Goal
Turn each line of the data below into a row of a Markdown table with two columns, Row and Content. Number the rows in order, and leave out blank lines.

Data for processing
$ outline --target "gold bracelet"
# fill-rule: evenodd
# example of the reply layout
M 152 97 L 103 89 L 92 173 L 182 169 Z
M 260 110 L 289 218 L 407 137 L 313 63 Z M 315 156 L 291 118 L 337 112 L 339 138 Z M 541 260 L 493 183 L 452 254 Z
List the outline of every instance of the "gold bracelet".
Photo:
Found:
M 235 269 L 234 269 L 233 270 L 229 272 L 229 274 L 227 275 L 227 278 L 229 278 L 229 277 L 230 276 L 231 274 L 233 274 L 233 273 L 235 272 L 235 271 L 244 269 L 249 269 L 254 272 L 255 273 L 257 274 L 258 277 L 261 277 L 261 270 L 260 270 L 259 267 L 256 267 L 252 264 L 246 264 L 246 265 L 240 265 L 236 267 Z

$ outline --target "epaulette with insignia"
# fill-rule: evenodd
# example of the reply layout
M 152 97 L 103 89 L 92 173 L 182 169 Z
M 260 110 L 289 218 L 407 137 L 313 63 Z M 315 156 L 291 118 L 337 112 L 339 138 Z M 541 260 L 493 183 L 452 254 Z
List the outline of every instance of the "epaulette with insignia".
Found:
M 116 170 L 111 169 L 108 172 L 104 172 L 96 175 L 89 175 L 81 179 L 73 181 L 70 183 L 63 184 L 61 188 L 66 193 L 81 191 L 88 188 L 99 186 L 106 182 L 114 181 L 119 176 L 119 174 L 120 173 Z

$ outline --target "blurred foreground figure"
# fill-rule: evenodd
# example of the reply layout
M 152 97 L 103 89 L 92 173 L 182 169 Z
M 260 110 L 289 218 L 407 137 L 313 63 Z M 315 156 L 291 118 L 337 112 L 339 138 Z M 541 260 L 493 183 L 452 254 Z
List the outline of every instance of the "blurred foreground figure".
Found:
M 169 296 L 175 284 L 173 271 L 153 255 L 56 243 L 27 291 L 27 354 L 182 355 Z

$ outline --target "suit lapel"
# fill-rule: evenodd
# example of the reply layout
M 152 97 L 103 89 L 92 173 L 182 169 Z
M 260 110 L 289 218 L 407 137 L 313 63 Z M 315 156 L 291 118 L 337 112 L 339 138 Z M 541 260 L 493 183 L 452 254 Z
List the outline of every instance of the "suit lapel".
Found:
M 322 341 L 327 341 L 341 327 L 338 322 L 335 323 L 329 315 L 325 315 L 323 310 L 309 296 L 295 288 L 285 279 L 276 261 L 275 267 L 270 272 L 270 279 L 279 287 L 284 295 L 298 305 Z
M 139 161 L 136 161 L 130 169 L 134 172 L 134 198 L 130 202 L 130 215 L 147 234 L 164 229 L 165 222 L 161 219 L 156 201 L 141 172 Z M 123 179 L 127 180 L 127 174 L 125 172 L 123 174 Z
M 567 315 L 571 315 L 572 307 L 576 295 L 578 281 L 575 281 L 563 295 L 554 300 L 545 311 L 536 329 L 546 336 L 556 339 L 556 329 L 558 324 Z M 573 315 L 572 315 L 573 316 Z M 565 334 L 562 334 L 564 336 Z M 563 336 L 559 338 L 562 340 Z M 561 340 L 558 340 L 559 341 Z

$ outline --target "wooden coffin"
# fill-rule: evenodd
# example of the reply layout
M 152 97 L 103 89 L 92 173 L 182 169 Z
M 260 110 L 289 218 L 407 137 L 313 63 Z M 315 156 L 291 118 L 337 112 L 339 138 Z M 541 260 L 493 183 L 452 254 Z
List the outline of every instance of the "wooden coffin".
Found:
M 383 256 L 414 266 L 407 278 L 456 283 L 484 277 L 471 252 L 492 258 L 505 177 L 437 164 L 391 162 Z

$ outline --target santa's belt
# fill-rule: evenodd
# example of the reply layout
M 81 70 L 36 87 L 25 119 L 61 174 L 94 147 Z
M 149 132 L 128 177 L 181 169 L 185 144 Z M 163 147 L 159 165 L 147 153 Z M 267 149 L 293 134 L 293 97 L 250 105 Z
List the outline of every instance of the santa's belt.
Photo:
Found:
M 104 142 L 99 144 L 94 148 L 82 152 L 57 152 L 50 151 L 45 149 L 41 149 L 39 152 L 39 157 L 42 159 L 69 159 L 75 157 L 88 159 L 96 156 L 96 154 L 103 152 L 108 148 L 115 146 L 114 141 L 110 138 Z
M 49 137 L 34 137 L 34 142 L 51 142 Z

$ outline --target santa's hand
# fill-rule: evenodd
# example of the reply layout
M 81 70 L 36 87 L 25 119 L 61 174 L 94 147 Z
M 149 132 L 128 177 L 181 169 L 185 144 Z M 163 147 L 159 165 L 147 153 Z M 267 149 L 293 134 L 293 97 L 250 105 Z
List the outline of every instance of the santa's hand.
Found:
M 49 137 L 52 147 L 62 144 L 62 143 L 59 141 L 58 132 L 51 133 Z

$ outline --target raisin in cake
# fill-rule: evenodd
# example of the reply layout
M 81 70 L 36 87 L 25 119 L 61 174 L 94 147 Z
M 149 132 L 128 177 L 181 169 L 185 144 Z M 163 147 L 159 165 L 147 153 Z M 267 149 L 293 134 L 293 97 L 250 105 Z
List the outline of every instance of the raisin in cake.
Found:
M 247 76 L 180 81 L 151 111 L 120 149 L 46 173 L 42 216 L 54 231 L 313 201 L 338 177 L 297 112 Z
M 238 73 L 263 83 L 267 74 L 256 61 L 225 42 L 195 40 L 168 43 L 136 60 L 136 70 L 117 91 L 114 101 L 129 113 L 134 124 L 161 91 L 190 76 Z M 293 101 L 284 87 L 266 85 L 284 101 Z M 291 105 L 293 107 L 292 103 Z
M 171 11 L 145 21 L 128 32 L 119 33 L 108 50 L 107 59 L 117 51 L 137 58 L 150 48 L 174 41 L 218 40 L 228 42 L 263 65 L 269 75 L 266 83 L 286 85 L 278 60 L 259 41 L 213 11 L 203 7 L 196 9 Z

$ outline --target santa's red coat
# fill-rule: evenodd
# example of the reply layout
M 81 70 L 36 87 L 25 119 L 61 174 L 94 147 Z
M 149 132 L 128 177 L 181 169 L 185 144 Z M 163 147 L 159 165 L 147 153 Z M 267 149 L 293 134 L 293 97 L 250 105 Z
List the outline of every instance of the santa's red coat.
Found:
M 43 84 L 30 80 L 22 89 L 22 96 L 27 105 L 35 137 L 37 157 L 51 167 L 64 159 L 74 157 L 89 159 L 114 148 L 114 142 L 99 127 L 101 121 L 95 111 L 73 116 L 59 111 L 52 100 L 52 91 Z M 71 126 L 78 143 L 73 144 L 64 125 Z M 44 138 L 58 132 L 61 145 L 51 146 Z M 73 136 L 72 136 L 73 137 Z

Expected output
| Row | Content |
|---|---|
| 1 | $ outline --target "gold bracelet" |
| 2 | # fill-rule: evenodd |
| 3 | # example of the reply layout |
| 4 | M 152 97 L 103 89 L 92 173 L 182 169 Z |
| 5 | M 260 110 L 289 218 L 407 137 L 313 63 Z M 315 156 L 291 118 L 337 112 L 339 138 Z M 541 260 L 493 183 L 452 254 Z |
| 6 | List the outline of every instance of the "gold bracelet". |
| 7 | Photo: |
| 8 | Found: |
| 9 | M 235 269 L 234 269 L 233 270 L 229 272 L 229 274 L 227 275 L 227 278 L 229 278 L 229 277 L 230 276 L 231 274 L 233 274 L 233 273 L 235 272 L 235 271 L 244 269 L 249 269 L 254 272 L 255 273 L 257 274 L 258 277 L 261 277 L 261 270 L 260 270 L 259 267 L 256 267 L 252 264 L 246 264 L 246 265 L 240 265 L 236 267 Z |
| 10 | $ outline --target "epaulette with insignia" |
| 11 | # fill-rule: evenodd |
| 12 | # example of the reply layout |
| 13 | M 152 97 L 103 89 L 92 173 L 182 169 Z |
| 14 | M 260 110 L 289 218 L 407 137 L 313 63 Z M 315 156 L 291 118 L 337 112 L 339 138 Z M 541 260 L 493 183 L 452 254 Z |
| 15 | List the outline of every instance of the "epaulette with insignia". |
| 16 | Found: |
| 17 | M 116 170 L 111 169 L 108 172 L 104 172 L 96 175 L 89 175 L 81 179 L 73 181 L 70 183 L 63 184 L 61 188 L 66 193 L 81 191 L 88 188 L 99 186 L 106 182 L 114 181 L 119 176 L 119 174 L 120 173 Z |
| 18 | $ outline --target "blurred foreground figure" |
| 19 | # fill-rule: evenodd |
| 20 | # example of the reply layout |
| 21 | M 152 97 L 103 89 L 92 173 L 182 169 Z |
| 22 | M 260 110 L 289 218 L 407 137 L 313 63 Z M 315 156 L 291 118 L 337 112 L 339 138 Z M 541 260 L 493 183 L 452 254 Z |
| 23 | List the outline of every instance of the "blurred foreground figure". |
| 24 | Found: |
| 25 | M 169 296 L 175 284 L 173 271 L 153 255 L 56 243 L 27 291 L 27 354 L 182 355 Z |
| 26 | $ outline --target "suit lapel" |
| 27 | # fill-rule: evenodd |
| 28 | # example of the reply layout |
| 29 | M 152 97 L 103 89 L 92 173 L 182 169 Z |
| 30 | M 260 110 L 289 218 L 407 137 L 313 63 Z M 315 156 L 291 118 L 337 112 L 339 138 Z M 541 260 L 493 183 L 452 254 Z |
| 31 | List the outline of every instance of the "suit lapel". |
| 32 | Found: |
| 33 | M 322 341 L 327 341 L 341 327 L 338 322 L 335 323 L 329 315 L 325 315 L 323 310 L 309 296 L 295 288 L 285 279 L 276 261 L 275 267 L 270 272 L 270 279 L 279 287 L 284 295 L 298 305 Z |
| 34 | M 139 161 L 136 161 L 130 169 L 134 172 L 134 198 L 130 202 L 130 215 L 147 234 L 164 229 L 165 222 L 161 219 L 156 201 L 141 172 Z M 123 179 L 127 180 L 127 174 L 125 172 L 123 174 Z |
| 35 | M 567 315 L 571 315 L 572 307 L 576 295 L 578 281 L 575 281 L 563 295 L 554 300 L 545 311 L 536 329 L 546 336 L 556 339 L 556 329 L 558 324 Z M 573 315 L 572 315 L 573 316 Z M 565 334 L 562 334 L 564 336 Z M 563 336 L 559 338 L 562 340 Z M 561 340 L 558 340 L 559 341 Z |
| 36 | $ outline --target "wooden coffin" |
| 37 | # fill-rule: evenodd |
| 38 | # example of the reply layout |
| 39 | M 152 97 L 103 89 L 92 173 L 182 169 Z |
| 40 | M 260 110 L 289 218 L 407 137 L 313 63 Z M 315 156 L 291 118 L 337 112 L 339 138 Z M 541 260 L 493 183 L 452 254 Z |
| 41 | List the outline of every instance of the "wooden coffin". |
| 42 | Found: |
| 43 | M 383 256 L 414 266 L 407 278 L 456 283 L 484 277 L 471 252 L 492 258 L 505 177 L 437 164 L 391 162 Z |
| 44 | $ outline --target santa's belt |
| 45 | # fill-rule: evenodd |
| 46 | # example of the reply layout |
| 47 | M 81 70 L 36 87 L 25 119 L 61 174 L 94 147 Z |
| 48 | M 149 132 L 128 177 L 181 169 L 185 144 Z M 163 147 L 159 165 L 147 153 Z M 267 149 L 293 134 L 293 97 L 250 105 Z |
| 49 | List the outline of every instance of the santa's belt. |
| 50 | Photo: |
| 51 | Found: |
| 52 | M 104 142 L 99 144 L 94 148 L 82 152 L 57 152 L 50 151 L 45 149 L 41 149 L 39 152 L 39 157 L 42 159 L 69 159 L 75 157 L 88 159 L 96 156 L 96 154 L 103 152 L 108 148 L 115 146 L 114 141 L 110 138 Z |
| 53 | M 49 137 L 34 137 L 34 142 L 51 142 Z |
| 54 | $ outline --target santa's hand |
| 55 | # fill-rule: evenodd |
| 56 | # example of the reply layout |
| 57 | M 81 70 L 36 87 L 25 119 L 61 174 L 94 147 Z |
| 58 | M 149 132 L 128 177 L 181 169 L 185 144 Z M 163 147 L 159 165 L 147 153 Z M 267 149 L 293 134 L 293 97 L 250 105 Z |
| 59 | List the outline of every instance of the santa's hand. |
| 60 | Found: |
| 61 | M 49 137 L 52 147 L 62 144 L 62 143 L 59 141 L 58 132 L 51 133 Z |
| 62 | $ outline --target raisin in cake |
| 63 | # fill-rule: evenodd |
| 64 | # example of the reply layout |
| 65 | M 81 70 L 36 87 L 25 119 L 61 174 L 94 147 Z |
| 66 | M 149 132 L 128 177 L 181 169 L 185 144 Z M 163 147 L 159 165 L 147 153 Z M 267 149 L 293 134 L 293 97 L 250 105 Z |
| 67 | List the outline of every instance of the raisin in cake. |
| 68 | Found: |
| 69 | M 247 76 L 180 81 L 151 111 L 120 149 L 46 173 L 42 216 L 54 231 L 313 201 L 338 177 L 297 112 Z |
| 70 | M 238 73 L 263 83 L 267 74 L 256 61 L 225 42 L 195 40 L 168 43 L 136 60 L 136 70 L 117 91 L 114 101 L 129 113 L 134 124 L 161 91 L 190 76 Z M 293 101 L 284 87 L 266 85 L 284 101 Z M 291 105 L 293 107 L 292 103 Z |
| 71 | M 171 11 L 145 21 L 128 32 L 119 33 L 108 50 L 107 59 L 117 51 L 137 58 L 150 48 L 174 41 L 218 40 L 228 42 L 263 65 L 269 75 L 266 83 L 286 85 L 278 60 L 259 41 L 213 11 L 203 7 L 196 9 Z |
| 72 | $ outline --target santa's red coat |
| 73 | # fill-rule: evenodd |
| 74 | # example of the reply layout |
| 75 | M 81 70 L 36 87 L 25 119 L 61 174 L 94 147 Z |
| 76 | M 149 132 L 128 177 L 181 169 L 185 144 Z M 163 147 L 159 165 L 147 153 Z M 267 149 L 293 134 L 293 97 L 250 105 Z |
| 77 | List the outline of every instance of the santa's red coat. |
| 78 | Found: |
| 79 | M 43 84 L 30 80 L 22 89 L 22 96 L 27 105 L 35 137 L 37 157 L 51 167 L 64 159 L 74 157 L 89 159 L 114 148 L 114 142 L 99 127 L 101 121 L 95 111 L 73 116 L 59 111 L 52 100 L 52 91 Z M 71 126 L 78 143 L 73 144 L 64 125 Z M 44 138 L 58 132 L 61 145 L 51 146 Z M 73 136 L 72 136 L 73 137 Z |